> _REQUIREMENT_
Rewrite everything from the line containing "each like [75,690]." down to the final line as a Markdown table with the columns No. and Line, giving each row a number and skipping blank lines. Leave the pictures out of the table.

> _EXCERPTED RECORDS_
########################################

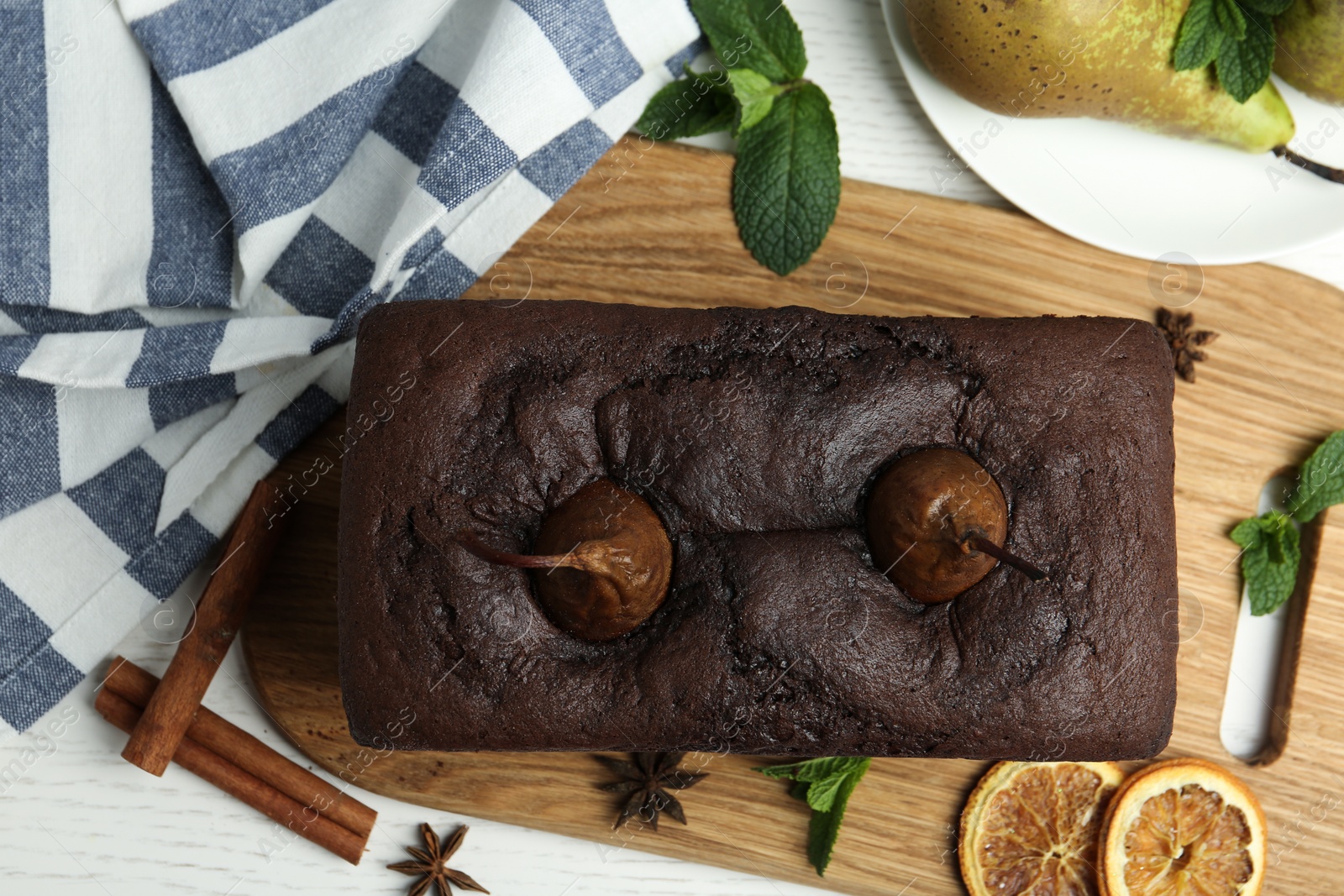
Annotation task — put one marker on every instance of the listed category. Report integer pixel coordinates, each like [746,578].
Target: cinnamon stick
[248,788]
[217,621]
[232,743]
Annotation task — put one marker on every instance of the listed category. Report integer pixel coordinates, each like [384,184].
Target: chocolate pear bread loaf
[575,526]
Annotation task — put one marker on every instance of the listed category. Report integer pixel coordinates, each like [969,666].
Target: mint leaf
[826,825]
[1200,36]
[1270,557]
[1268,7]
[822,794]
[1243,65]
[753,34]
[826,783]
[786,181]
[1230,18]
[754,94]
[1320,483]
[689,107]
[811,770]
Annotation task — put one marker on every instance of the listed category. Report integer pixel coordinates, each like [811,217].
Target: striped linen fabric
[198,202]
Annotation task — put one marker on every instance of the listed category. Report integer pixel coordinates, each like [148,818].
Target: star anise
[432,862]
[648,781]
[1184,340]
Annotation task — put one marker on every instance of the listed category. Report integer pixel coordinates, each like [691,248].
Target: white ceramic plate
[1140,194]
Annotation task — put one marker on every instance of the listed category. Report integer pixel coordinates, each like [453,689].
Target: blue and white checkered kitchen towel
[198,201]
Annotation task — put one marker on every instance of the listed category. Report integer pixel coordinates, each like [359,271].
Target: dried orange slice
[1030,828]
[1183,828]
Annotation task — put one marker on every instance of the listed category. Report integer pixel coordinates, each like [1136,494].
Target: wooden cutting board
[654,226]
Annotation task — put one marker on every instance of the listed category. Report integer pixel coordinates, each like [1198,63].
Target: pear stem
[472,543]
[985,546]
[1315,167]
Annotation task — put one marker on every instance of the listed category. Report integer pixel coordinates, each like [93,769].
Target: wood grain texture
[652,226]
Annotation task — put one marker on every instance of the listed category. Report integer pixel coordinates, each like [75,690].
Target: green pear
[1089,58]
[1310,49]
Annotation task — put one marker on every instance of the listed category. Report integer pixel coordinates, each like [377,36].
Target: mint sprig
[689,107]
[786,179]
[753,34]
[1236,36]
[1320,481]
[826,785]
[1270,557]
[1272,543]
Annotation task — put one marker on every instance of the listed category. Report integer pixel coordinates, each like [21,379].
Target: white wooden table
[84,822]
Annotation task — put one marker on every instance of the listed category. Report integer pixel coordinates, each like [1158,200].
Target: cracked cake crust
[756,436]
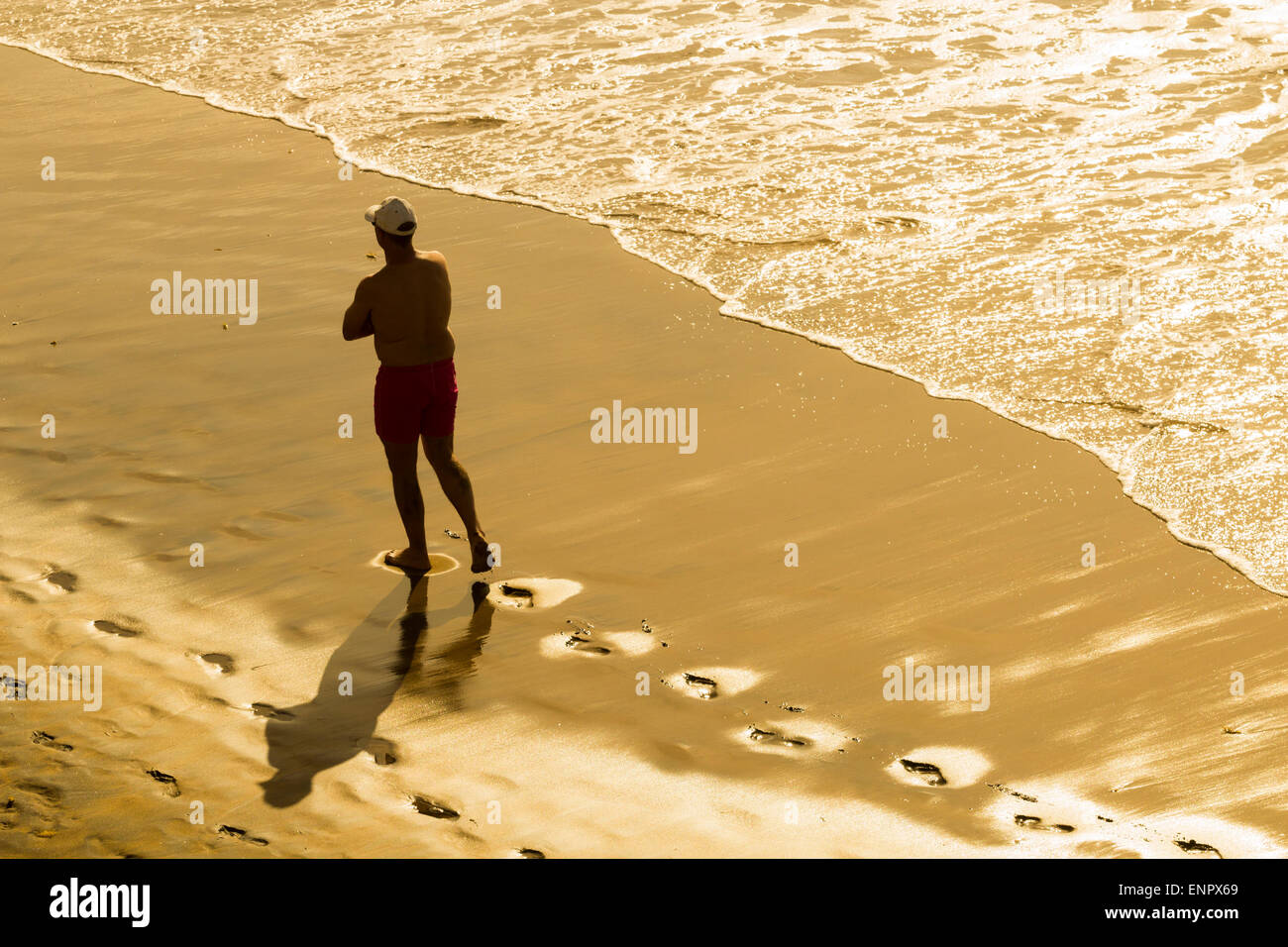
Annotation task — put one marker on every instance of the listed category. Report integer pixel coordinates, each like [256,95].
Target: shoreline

########################################

> _COMPLETED TASK_
| No. | Line |
|---|---|
| 1 | Annotation task — put one marker on every instance of the listed category. Report integer pixel coordinates, each like [75,690]. |
| 2 | Target: green pear |
| 3 | [1089,58] |
| 4 | [1310,49] |
| 5 | Annotation task — put one marker on every instance of the listed category. Report integer pixel coordinates, each like [377,36]. |
| 6 | Target: mint sprig |
| 7 | [689,107] |
| 8 | [786,179] |
| 9 | [753,34] |
| 10 | [1236,36] |
| 11 | [1320,481] |
| 12 | [826,785] |
| 13 | [1270,557] |
| 14 | [1272,543] |
| 15 | Annotation task — put one marker on every instance of the listed category. Report integer pixel coordinates, each like [21,379]. |
| 16 | Target: white wooden table |
| 17 | [84,822] |
| 18 | Annotation task — put one marker on every instance of the listed category. Report integer pixel coordinates, each like [1158,200]. |
| 19 | Target: cracked cake crust |
| 20 | [756,436] |
| 21 | Annotation task — put one marker on every instance of the listed category. Report integer pixel coordinates, each like [256,95]. |
| 22 | Target: shoreline |